(Excerpts from location labeling data)
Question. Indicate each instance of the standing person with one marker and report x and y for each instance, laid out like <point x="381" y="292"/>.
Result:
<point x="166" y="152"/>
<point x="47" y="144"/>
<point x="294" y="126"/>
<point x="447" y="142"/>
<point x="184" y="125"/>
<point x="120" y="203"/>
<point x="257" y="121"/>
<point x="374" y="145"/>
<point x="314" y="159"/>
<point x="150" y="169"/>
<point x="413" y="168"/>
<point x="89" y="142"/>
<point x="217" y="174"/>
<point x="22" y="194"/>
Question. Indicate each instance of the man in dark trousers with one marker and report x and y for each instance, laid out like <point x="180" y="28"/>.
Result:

(Exercise brief): Render the lines above as a JSON list of strings, one string per line, omitting any blank lines.

(Task response):
[
  "Question. Indicate each instance of the standing person with one marker and report x and y for each instance, laid out like <point x=\"381\" y=\"292\"/>.",
  "Result:",
  "<point x=\"166\" y=\"152\"/>",
  "<point x=\"47\" y=\"144\"/>",
  "<point x=\"294\" y=\"126\"/>",
  "<point x=\"447\" y=\"142\"/>",
  "<point x=\"184\" y=\"125\"/>",
  "<point x=\"120\" y=\"203\"/>",
  "<point x=\"257\" y=\"121\"/>",
  "<point x=\"374\" y=\"145\"/>",
  "<point x=\"314\" y=\"159\"/>",
  "<point x=\"150\" y=\"169\"/>",
  "<point x=\"413\" y=\"168\"/>",
  "<point x=\"89\" y=\"142\"/>",
  "<point x=\"217\" y=\"174\"/>",
  "<point x=\"22\" y=\"194\"/>",
  "Question. Indicate each instance of the man in dark trousers with one marker and report x and y for each instance, laid out like <point x=\"180\" y=\"28\"/>.",
  "Result:"
]